(Beginning of Provided text)

The 387 square-foot stage (known as a trompe-l’œil floor), built from perforated aluminum panels that have been custom drilled, folded, structured and covered with a rubber-like flooring from Mondo, is illuminated from above and below and appears at times metallic while others incandescent. Changes in the lighting – contrasts in hues, angles and light beams – can instantly transform the mood of a scene from comedy to tragedy.

Though the phrase originates in the Baroque period, when it refers to perspectival illusionism, trompe-l’œil dates much further back. It was (and is) often employed in murals. Instances from Greek and Roman times are known, for instance in Pompeii. A typical trompe-l’œil mural might depict a window, door, or hallway, intended to suggest a larger room. Trompe-l’œil, in the form of “forced perspective,” has long been used in stage-theater set design, so as to create the illusion of a much deeper space than the actual stage (think: matte painting). In fact, the term is French for “deceive the eye” so it makes sense.

The 21 metric ton revolving stage reflects an ever-changing, unpredictable world. The 34-foot diameter turntable can turn in two directions, in different speeds and can support up to 50 people. There are more than 200,000 perforations, which allows light to surpass from below.

/// THE EXPERIENCE

    “With Quidam, we started out wanting to do something very down-to-earth, and ended up with something surrealistic. Every night, the spectator comes in to watch people dream.” – Gilles Ste-Croix

Quidam offers audiences a variety of acts where high-caliber acrobatic performance goes hand-in-hand with the magnificent beauty of aerial, high-flying, balancing and manipulation acts. In store for spectators are the German wheel, Banquine, Spanish webs, Diabolo and Aerial Contortion in Silk. Also on the program: a hell-raising trio of crazy clowns who take cruelty to the limits while lending a touch of purity, poetry and tenderness to the show.

PROLOGUE

In typical Cirque du Soleil fashion, the show begins while the audience is still gathering. Our guide for the evening, “John,” greets the audience as they come through the door, playing with their hair, stealing their tickets, eating their popcorn, and generally causing a nuisance. He is followed by a troupe of characters dressed head-to-toe in white, hooded suits. Of course this group picks an unwilling volunteer from the audience, takes him backstage and brings him out dressed as one of them. John harasses him a little and sends him back to his seat.
As the house lights go dim, John takes the stage and plays snippets of songs on an old transistor radio – snippets of songs from previous Cirque productions, at which he sneers and turns up his nose. He reads us our instructions for the evening – no smoking, no pictures, and the like – and then leads us through this incredible story for the next two hours. The show opens on the young girl at home with her parents seated in typical family pose. The father reads the paper, the mother stares vacantly into space, Zoë tries to entertain herself and engage her parents.

(End of Provided text)

*Directions:*
Write out the Quidam text word for word from "The 21 metric" up to and including "surpass from below.".

(Beginning of Provided data)

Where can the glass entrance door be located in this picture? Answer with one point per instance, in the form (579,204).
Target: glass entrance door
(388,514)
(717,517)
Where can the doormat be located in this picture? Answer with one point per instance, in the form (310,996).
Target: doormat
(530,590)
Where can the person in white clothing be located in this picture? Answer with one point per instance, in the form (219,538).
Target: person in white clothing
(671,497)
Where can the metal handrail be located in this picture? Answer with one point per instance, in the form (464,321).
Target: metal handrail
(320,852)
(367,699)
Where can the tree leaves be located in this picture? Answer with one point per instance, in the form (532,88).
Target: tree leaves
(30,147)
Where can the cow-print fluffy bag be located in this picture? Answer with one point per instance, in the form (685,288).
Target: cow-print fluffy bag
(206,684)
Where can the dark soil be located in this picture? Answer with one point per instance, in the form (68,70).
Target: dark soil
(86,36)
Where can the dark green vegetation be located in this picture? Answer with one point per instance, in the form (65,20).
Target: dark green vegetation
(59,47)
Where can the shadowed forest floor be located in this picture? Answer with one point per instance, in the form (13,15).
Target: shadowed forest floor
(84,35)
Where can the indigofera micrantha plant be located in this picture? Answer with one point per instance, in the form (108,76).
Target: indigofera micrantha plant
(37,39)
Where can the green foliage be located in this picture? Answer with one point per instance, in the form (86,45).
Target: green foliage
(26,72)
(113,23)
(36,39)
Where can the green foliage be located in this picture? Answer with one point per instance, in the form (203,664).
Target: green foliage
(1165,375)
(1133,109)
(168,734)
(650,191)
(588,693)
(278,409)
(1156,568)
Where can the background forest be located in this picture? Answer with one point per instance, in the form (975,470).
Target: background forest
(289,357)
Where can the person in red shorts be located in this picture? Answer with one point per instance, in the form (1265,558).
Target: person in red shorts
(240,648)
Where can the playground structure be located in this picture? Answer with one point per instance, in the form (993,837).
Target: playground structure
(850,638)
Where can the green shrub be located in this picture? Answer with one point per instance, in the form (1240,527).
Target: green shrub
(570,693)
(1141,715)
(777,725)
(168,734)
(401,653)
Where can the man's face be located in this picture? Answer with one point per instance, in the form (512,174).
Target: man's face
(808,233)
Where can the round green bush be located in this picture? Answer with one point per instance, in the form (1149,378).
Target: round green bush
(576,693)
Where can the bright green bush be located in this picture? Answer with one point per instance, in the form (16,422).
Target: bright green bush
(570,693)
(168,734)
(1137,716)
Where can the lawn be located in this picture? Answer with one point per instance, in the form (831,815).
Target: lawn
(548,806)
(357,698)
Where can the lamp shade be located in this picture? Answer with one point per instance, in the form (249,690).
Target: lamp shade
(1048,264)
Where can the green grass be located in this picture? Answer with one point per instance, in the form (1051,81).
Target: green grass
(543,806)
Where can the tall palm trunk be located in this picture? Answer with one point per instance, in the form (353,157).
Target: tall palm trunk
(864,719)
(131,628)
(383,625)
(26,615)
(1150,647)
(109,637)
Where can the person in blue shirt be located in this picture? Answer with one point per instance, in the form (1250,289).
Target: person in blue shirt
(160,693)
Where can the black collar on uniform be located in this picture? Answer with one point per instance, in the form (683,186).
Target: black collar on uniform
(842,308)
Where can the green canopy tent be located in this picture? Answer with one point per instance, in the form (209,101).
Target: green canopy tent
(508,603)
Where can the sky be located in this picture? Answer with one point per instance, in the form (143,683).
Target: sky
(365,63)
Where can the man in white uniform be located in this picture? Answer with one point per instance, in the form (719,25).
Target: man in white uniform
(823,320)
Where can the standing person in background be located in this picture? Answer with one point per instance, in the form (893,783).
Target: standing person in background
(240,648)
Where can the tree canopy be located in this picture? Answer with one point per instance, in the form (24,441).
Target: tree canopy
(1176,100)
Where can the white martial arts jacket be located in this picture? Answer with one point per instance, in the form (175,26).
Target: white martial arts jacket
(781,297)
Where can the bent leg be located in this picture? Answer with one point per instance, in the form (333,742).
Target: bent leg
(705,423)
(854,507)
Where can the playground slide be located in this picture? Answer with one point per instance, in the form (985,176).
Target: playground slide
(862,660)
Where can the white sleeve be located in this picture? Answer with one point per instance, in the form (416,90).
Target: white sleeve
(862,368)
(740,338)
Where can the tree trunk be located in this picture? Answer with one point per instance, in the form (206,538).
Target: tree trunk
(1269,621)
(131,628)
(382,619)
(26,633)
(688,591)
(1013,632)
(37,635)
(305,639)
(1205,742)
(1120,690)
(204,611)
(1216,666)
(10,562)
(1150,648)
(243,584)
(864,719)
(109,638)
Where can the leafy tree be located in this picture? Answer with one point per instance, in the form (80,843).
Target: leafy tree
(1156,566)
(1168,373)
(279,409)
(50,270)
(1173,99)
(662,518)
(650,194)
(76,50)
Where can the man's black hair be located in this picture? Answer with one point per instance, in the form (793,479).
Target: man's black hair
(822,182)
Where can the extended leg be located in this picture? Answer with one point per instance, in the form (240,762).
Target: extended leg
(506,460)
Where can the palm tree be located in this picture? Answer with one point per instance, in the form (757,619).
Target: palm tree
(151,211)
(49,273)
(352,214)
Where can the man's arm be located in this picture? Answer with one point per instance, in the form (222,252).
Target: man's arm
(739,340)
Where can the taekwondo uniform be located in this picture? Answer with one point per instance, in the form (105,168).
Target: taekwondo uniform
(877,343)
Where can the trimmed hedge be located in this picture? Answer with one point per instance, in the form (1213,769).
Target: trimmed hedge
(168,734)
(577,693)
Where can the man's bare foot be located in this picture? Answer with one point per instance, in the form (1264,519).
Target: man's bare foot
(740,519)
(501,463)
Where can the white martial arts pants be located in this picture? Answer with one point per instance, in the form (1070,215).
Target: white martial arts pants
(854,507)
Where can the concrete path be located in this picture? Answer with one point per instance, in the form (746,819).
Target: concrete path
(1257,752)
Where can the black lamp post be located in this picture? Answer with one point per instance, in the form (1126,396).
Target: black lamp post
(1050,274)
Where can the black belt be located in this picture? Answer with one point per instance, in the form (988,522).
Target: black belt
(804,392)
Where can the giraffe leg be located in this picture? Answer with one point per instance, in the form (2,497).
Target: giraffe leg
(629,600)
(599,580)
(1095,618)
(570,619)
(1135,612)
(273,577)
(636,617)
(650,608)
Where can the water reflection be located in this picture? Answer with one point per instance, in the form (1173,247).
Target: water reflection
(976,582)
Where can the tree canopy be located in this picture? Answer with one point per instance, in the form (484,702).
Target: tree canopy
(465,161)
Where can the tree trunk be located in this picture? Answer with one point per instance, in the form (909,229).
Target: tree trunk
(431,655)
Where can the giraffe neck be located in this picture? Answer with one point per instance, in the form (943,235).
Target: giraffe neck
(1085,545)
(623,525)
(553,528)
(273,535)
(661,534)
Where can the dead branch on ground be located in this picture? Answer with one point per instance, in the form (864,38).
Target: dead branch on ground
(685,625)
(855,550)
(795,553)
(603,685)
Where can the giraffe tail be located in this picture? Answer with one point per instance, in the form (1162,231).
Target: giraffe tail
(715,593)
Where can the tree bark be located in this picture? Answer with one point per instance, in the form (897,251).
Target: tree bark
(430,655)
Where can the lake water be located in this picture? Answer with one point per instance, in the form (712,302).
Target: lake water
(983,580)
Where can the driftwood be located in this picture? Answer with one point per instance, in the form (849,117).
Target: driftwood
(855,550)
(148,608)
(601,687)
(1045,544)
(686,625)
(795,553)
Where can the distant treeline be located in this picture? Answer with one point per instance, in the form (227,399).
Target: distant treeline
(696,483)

(End of Provided data)

*Task output:*
The 21 metric ton revolving stage reflects an ever-changing, unpredictable world. The 34-foot diameter turntable can turn in two directions, in different speeds and can support up to 50 people. There are more than 200,000 perforations, which allows light to surpass from below.